─── Extracted material ───

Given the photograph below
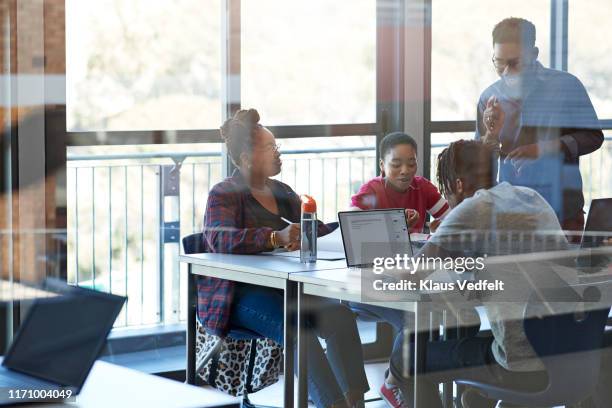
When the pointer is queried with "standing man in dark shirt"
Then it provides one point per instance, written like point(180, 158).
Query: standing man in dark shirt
point(539, 120)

───

Please rewrite the rows above with "dark shirt" replaced by "black shirt" wherever it occurs, keeping everything else the same. Leave the pictures out.

_Answer to the task_:
Given the photograph below
When the pointer is queried with "standing man in black shirt"
Then it provides one point per instance, written like point(180, 158).
Query: standing man in black shirt
point(539, 120)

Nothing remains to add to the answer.